[BEGIN The input]

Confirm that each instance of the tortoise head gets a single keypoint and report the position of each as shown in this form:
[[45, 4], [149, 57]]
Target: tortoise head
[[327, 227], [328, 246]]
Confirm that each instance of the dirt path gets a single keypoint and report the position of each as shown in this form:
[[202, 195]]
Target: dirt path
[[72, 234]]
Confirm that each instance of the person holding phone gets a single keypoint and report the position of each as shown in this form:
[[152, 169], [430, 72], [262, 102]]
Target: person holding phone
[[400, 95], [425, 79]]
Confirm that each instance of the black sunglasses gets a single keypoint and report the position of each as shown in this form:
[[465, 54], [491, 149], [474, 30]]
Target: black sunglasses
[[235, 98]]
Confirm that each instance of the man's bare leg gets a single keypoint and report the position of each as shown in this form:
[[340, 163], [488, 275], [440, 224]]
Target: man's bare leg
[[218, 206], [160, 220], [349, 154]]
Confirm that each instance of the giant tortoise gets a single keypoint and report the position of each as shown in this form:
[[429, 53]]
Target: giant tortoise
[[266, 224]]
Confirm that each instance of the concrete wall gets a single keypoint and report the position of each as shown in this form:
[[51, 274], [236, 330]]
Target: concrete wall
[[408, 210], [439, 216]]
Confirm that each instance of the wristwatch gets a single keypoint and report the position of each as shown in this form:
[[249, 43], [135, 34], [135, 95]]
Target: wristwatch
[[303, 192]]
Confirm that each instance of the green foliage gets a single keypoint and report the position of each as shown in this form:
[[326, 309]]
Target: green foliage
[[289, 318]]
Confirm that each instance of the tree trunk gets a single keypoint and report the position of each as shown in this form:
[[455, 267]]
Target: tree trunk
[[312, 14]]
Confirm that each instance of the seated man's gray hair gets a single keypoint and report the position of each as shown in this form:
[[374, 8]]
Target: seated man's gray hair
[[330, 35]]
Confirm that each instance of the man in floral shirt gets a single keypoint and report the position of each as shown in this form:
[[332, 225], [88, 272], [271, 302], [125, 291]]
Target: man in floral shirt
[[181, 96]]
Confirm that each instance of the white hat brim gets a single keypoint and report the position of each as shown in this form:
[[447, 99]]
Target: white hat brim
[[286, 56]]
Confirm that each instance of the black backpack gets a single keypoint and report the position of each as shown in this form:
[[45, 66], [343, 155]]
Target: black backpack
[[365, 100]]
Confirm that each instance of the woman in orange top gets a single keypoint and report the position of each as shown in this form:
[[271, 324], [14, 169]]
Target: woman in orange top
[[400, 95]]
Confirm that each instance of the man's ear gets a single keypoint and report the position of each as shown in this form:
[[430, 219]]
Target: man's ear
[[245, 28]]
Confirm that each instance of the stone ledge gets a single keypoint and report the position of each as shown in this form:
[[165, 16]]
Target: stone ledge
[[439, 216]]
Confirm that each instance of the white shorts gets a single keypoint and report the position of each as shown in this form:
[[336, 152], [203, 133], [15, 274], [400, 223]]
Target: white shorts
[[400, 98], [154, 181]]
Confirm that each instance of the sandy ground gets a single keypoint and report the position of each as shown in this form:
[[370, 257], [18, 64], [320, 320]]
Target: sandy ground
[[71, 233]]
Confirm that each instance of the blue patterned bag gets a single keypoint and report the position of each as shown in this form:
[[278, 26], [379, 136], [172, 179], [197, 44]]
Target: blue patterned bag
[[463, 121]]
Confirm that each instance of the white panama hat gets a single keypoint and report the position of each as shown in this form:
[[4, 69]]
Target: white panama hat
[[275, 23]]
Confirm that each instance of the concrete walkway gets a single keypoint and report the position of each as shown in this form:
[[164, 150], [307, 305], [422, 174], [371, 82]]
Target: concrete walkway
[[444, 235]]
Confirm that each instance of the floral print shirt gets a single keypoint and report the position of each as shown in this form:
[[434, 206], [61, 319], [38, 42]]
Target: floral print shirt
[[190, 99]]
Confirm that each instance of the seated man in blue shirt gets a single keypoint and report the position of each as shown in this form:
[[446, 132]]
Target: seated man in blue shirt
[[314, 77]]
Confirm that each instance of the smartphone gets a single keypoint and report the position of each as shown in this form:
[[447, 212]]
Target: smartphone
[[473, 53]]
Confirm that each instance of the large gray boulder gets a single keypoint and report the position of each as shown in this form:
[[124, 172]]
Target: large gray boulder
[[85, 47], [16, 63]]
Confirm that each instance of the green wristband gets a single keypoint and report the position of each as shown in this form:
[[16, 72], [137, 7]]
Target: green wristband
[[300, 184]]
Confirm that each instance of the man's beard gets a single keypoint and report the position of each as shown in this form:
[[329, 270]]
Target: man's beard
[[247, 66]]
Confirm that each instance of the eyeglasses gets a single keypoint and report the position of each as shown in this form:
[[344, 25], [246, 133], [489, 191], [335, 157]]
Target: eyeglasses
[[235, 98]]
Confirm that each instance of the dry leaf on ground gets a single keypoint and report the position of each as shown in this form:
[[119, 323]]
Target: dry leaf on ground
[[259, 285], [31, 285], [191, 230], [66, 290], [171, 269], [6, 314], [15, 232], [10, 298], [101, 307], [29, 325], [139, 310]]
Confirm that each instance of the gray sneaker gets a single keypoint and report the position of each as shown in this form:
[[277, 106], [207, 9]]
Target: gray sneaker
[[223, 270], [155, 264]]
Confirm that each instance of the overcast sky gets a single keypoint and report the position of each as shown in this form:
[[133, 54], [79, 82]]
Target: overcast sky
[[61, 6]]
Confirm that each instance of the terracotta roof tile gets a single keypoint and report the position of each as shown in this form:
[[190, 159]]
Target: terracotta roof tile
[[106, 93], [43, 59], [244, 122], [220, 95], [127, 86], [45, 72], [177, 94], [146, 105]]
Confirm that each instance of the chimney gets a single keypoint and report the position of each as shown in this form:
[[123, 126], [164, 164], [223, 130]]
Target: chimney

[END The input]

Problem details:
Copy every one of the rows above verbatim, from the first line to the last.

Full solution:
Confirm that each instance of the tortoise head gets a single keypoint and report the position of each as shown in this form:
[[45, 4], [149, 57]]
Target: tortoise head
[[327, 227], [328, 246]]
Confirm that each instance of the dirt path gets a single keypoint and report the position of each as shown in this form:
[[202, 195]]
Target: dirt path
[[72, 234]]
Confirm that each instance of the person holding phone gets a single keypoint and report the position of each as shown in this form:
[[152, 169], [430, 72], [262, 102]]
Target: person holding phone
[[400, 95], [425, 79]]
Confirm that each instance of the black sunglasses gets a single keypoint and report the position of each as shown in this form:
[[465, 54], [491, 149], [474, 30]]
Target: black sunglasses
[[235, 98]]
Confirm that each instance of the man's bare leg gets a single keypoint and report the position of each as shown in this form:
[[340, 163], [488, 275], [440, 224]]
Target: man's bare leg
[[218, 206], [160, 220], [349, 154]]
Confirm that each instance of the giant tortoise gets a single keypoint and report the position of each as shown in this form:
[[429, 53]]
Target: giant tortoise
[[266, 224]]
Confirm that each instance of the concrete wall gets a single keypoint and report the position of each as shown in this form:
[[51, 274], [236, 330]]
Target: concrete wall
[[408, 210], [439, 216]]
Confirm that each instance of the wristwatch gets a single keypoint and report the position of each as shown in this form:
[[249, 43], [135, 34], [135, 95]]
Target: wristwatch
[[303, 192]]
Confirm that each instance of the green foliage gets a single keypoint and report the position of each as shown in this form:
[[326, 309]]
Target: green foliage
[[289, 318]]
Confirm that each instance of the tree trunk gets a single keypoint and report the position of each as shown in this form:
[[455, 267]]
Target: tree trunk
[[312, 14]]
Confirm that each instance of the seated man's gray hair gets a single keypoint and report the position of each as shown in this form:
[[374, 8]]
Target: seated man's gray hair
[[330, 35]]
Confirm that each instance of the man in floral shirt gets a single keypoint and report the position of each as shown in this form:
[[332, 225], [88, 272], [271, 302], [125, 291]]
Target: man in floral shirt
[[181, 96]]
Confirm that each instance of the white hat brim gets a single keypoint and report the position of each as shown in this form:
[[447, 99]]
Target: white hat brim
[[286, 56]]
Confirm that each instance of the black backpack gets a single keypoint and report the position of each as shown in this form:
[[45, 66], [343, 155]]
Target: black backpack
[[365, 100]]
Confirm that each instance of the woman in orange top gets a single keypoint and report the position of each as shown in this form:
[[271, 324], [14, 169]]
Target: woman in orange top
[[400, 95]]
Confirm that each instance of the man's ear gets a single keypoint and report the position of each as shown in this form:
[[430, 219]]
Target: man's ear
[[245, 28]]
Confirm that each instance of the stone ledge gets a single keypoint and report the position of each as shown in this form:
[[165, 16]]
Target: stone ledge
[[439, 216]]
Confirm that each instance of the white shorts gets a single keypoint and report the position of each as shown in this form:
[[336, 152], [203, 133], [15, 274], [400, 223]]
Target: white shorts
[[400, 98], [154, 181]]
Confirm that each instance of the sandy ground gets a single keypoint and report the position of each as shown in this form:
[[370, 257], [18, 64], [320, 320]]
Target: sandy ground
[[71, 233]]
Confirm that each instance of the blue patterned bag gets a single keypoint and report the position of each as shown in this form:
[[278, 26], [379, 136], [172, 179], [197, 44]]
Target: blue patterned bag
[[463, 121]]
Confirm that each instance of the white panama hat gets a single keypoint and report the position of each as shown in this form:
[[4, 69]]
Target: white panama hat
[[275, 23]]
Confirm that each instance of the concrete walkway gets a single keypoint and report the position of each as shown in this form:
[[164, 150], [307, 305], [422, 174], [371, 82]]
Target: concrete walkway
[[444, 235]]
Confirm that each instance of the floral print shirt gets a single keypoint and report the position of each as shown in this form:
[[434, 206], [61, 319], [38, 42]]
Target: floral print shirt
[[190, 99]]
Confirm that each instance of the seated man in blue shirt gets a single keypoint and report the position of each as shown in this form:
[[446, 132]]
Target: seated man in blue shirt
[[314, 77]]
Confirm that each instance of the smartphone gets a single keypoint and report the position of each as shown in this form:
[[447, 212]]
Target: smartphone
[[473, 53]]
Confirm that each instance of the large gray boulder gets a single keypoint and report the position of each as shown in this form:
[[124, 172]]
Target: large gray boulder
[[85, 47], [16, 63]]
Confirm that each instance of the green wristband gets a single keypoint and report the position of each as shown in this form:
[[16, 72], [137, 7]]
Target: green wristband
[[300, 184]]
Confirm that each instance of the man's beard gets a single keypoint and report the position of each as shown in this form:
[[329, 270]]
Target: man's beard
[[247, 66]]
Confirm that each instance of the eyeglasses gets a single keypoint and report the position of each as shown in this form:
[[344, 25], [246, 133], [489, 191], [335, 157]]
Target: eyeglasses
[[235, 98]]
Confirm that each instance of the dry leaf on ground gets a single keypoint and report the position of each as shown in this form:
[[119, 323]]
Target: dry leaf on ground
[[259, 285], [31, 285], [191, 230], [66, 290], [171, 269], [6, 314], [15, 232], [10, 298], [101, 307], [29, 325], [139, 310]]
Confirm that each instance of the gray sneaker gets a single keypoint and report the position of each as shown in this form:
[[277, 106], [207, 9]]
Target: gray sneaker
[[223, 270], [155, 264]]
Confirm that each instance of the overcast sky gets a single keypoint and report the position of each as shown in this form:
[[133, 54], [79, 82]]
Target: overcast sky
[[61, 6]]
Confirm that each instance of the terracotta roof tile gets a single keypoint and report the position of each as shown in this form:
[[190, 159]]
Target: terracotta roof tile
[[106, 93], [43, 59], [244, 122], [220, 95], [127, 86], [45, 72], [177, 94], [146, 105]]
Confirm that each instance of the chimney gets a single keypoint and report the position of each as shown in this form:
[[123, 126], [164, 164], [223, 130]]
Target: chimney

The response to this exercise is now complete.